Natural-language object grounding data
.....

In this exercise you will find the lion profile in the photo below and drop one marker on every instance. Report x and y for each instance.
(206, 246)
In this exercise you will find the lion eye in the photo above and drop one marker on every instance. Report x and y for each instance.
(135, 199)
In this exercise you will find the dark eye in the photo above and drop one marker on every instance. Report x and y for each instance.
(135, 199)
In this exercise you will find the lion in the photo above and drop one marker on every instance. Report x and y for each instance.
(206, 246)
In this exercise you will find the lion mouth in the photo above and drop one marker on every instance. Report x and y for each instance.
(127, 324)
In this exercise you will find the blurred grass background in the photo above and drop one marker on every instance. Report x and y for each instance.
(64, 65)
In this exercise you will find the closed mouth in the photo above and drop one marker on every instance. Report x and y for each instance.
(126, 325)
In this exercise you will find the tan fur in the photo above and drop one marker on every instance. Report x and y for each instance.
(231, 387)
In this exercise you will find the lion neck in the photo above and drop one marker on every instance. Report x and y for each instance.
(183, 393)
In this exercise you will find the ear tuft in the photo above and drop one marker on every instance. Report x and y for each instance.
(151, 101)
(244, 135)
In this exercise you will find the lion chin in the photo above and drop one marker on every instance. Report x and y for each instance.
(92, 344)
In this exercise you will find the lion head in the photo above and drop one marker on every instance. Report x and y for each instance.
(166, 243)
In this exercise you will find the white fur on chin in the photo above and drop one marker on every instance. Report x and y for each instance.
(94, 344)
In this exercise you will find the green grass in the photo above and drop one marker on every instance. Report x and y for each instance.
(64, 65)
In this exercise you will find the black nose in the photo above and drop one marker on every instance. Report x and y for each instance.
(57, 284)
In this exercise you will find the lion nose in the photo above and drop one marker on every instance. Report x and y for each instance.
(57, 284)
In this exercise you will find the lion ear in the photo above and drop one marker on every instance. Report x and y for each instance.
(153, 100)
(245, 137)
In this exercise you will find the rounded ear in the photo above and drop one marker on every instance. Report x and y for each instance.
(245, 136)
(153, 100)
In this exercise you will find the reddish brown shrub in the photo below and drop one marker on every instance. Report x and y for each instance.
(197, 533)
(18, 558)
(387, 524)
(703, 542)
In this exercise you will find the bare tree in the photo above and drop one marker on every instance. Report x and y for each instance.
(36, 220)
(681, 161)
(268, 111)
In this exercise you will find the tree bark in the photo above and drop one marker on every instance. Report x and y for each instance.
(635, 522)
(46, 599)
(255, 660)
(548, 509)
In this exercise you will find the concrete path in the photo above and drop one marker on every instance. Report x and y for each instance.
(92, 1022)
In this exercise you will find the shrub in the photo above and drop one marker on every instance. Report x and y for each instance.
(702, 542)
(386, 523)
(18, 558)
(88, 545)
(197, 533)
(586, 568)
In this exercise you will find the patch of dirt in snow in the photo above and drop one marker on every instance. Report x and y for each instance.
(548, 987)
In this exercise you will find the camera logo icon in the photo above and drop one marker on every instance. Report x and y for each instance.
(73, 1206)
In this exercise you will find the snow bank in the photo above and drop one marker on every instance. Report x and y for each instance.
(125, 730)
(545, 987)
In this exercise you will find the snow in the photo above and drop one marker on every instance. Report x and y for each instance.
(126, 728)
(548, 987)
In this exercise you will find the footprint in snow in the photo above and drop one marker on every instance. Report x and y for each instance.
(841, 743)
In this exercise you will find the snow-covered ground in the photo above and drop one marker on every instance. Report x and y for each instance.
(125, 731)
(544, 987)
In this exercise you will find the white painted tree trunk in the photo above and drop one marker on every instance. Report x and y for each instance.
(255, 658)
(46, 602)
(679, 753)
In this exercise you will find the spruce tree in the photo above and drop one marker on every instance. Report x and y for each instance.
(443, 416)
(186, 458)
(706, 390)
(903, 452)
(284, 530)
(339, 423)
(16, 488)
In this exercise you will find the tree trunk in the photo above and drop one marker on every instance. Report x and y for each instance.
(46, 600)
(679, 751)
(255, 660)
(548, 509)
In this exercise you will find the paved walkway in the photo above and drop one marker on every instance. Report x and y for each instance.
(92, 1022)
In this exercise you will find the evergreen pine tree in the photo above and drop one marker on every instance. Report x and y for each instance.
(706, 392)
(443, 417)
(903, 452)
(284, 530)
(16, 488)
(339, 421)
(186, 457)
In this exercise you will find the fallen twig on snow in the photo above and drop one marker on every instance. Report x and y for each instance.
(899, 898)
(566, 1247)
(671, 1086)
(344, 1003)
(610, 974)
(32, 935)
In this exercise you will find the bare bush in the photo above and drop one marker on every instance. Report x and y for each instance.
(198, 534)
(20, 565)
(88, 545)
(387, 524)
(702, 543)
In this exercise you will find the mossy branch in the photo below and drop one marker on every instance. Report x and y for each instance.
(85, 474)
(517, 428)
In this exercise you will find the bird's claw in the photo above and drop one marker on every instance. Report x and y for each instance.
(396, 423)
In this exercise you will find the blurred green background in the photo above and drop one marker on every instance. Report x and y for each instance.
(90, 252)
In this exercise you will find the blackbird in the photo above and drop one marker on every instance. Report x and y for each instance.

.....

**ACTIVITY**
Could the entries above be output once more, exactly as they are?

**RESULT OF THE TASK**
In this exercise you will find the lion profile in the photo below and drop one marker on every instance. Report x and y for each instance.
(206, 246)
In this exercise you will find the lion eye in the photo above and drop one marker on every instance. Report x and y for each instance.
(135, 199)
In this exercise you will find the dark eye in the photo above and drop one marker on every instance. Report x and y for each instance.
(135, 199)
In this exercise you will find the lion in the photo above and drop one marker on every instance. Report x and y for each instance.
(206, 246)
In this exercise you will find the lion mouth in the photo above and drop one marker on every instance. Report x and y for each instance.
(127, 324)
In this exercise you will find the blurred grass background in the photo above and drop one marker on every instance. Report x and y for each instance.
(64, 65)
In this exercise you will find the closed mouth in the photo above and drop one marker on every instance. Report x and y for each instance.
(126, 325)
In this exercise you will find the tan fur in the photo above and drop one marker on every instance. Report x and y for each instance.
(231, 387)
In this exercise you will find the lion neck in the photo above and drop one marker on every instance. Report x and y for each instance.
(183, 393)
In this exercise you will find the ear tuft in the photo above and drop one marker on every instance. Report x and y for each instance.
(151, 101)
(244, 135)
In this exercise you will find the lion chin in the photo above and drop one marker on every instance. Report x and y for each instance.
(92, 344)
In this exercise you will find the lion head in the photo above and drop one marker on every instance. Report x and y for each instance.
(166, 243)
In this exercise you will find the white fur on chin in the photo above and drop one marker on every instance. Report x and y for each instance.
(94, 344)
In this exercise you will find the green grass in the photo above and drop one marker on every instance. Report x and y for each instance.
(64, 65)
In this exercise you will find the black nose in the photo above and drop one marker on every instance. Report x and y for each instance.
(57, 284)
In this exercise you will find the lion nose in the photo above and drop one marker on every instance. Report x and y for each instance.
(57, 284)
In this exercise you will find the lion ear in the photo above and drop one marker on every instance. Report x and y for each instance.
(153, 100)
(245, 137)
In this exercise you will find the rounded ear in the photo above and drop one marker on every instance. Report x and y for each instance.
(245, 136)
(153, 100)
In this exercise you will find the reddish brown shrub in the photo below and drop one marker on every instance. Report x and y for each instance.
(197, 533)
(18, 558)
(387, 524)
(703, 542)
In this exercise you will find the bare tree in the photo above and drop one marker on every instance. Report x and y for each instance.
(36, 220)
(681, 161)
(268, 111)
In this exercise you will find the tree bark in the photo above and drop one marker on every instance. Report x and y for each instance.
(635, 522)
(46, 599)
(255, 660)
(548, 509)
In this exercise you will find the concrete path in the photo above and drop one marker on every instance. Report x and y for each instance.
(92, 1022)
In this exercise you will find the shrub in the photo above and drop one marker on every instance. Report x and y for each instance.
(702, 542)
(386, 523)
(18, 558)
(88, 545)
(197, 533)
(586, 568)
In this exercise you will find the patch of dirt in snow in the photo above and drop one marker on every instance. Report x and y for each instance.
(548, 987)
In this exercise you will find the camera logo icon in the photo above and drop one marker on every instance. Report x and y for each instance.
(73, 1206)
In this exercise you will find the snow bank in the photo above and drop one marker on every instance. Report x and y for each instance.
(125, 730)
(545, 987)
In this exercise you will find the snow in the photo above and drop one marker on every instance. Report x and y for each instance.
(126, 728)
(548, 987)
In this exercise you will find the footprint in snow in the photo above and drop one marker on every instance. Report x and y for each instance.
(841, 743)
In this exercise you will find the snow-covered ground in the photo above and drop one marker on every instance. Report x and y for each instance.
(125, 731)
(544, 987)
In this exercise you will find the white painted tree trunk in the photo above and drop one marker on every instance. Report x and y for each instance.
(255, 658)
(46, 602)
(679, 753)
In this exercise you will find the spruce tree in the photo above and drop one marker on every instance. Report x and y for each instance.
(443, 416)
(186, 458)
(706, 390)
(903, 452)
(284, 530)
(339, 423)
(16, 488)
In this exercise you will find the tree trunk in the photo above and drop one marker on every instance. Report x and y for each instance.
(46, 600)
(679, 751)
(255, 660)
(548, 509)
In this exercise you will find the paved walkway in the photo above and drop one marker on every instance. Report x and y for each instance.
(92, 1022)
In this exercise you will find the evergreen pine tree in the photo above and drop one marker on every instance. Report x and y for each instance.
(706, 392)
(443, 417)
(903, 452)
(284, 530)
(16, 488)
(339, 421)
(186, 457)
In this exercise you will find the fallen twig on snow in the photo above and drop one marker on every instance. Report x and y for each instance.
(899, 898)
(566, 1247)
(671, 1086)
(344, 1003)
(610, 974)
(32, 935)
In this exercise you will find the bare bush in the photo above and drop one marker on every instance. Report x and y for each instance.
(198, 534)
(20, 565)
(88, 545)
(387, 524)
(702, 543)
In this exercise you will find the mossy branch in the photo below and drop one marker on every instance. Report x and y for each instance.
(85, 474)
(517, 428)
In this exercise you will find the bird's claw in the photo above and drop one marker on every instance. Report x and y for each instance.
(396, 423)
In this exercise you will find the blurred green background in the photo above and drop one marker on every instance. Report x and y for each instance.
(90, 252)
In this exercise you will find the blackbird in the photo above and drop one marker on every instance. Report x and y for each instance.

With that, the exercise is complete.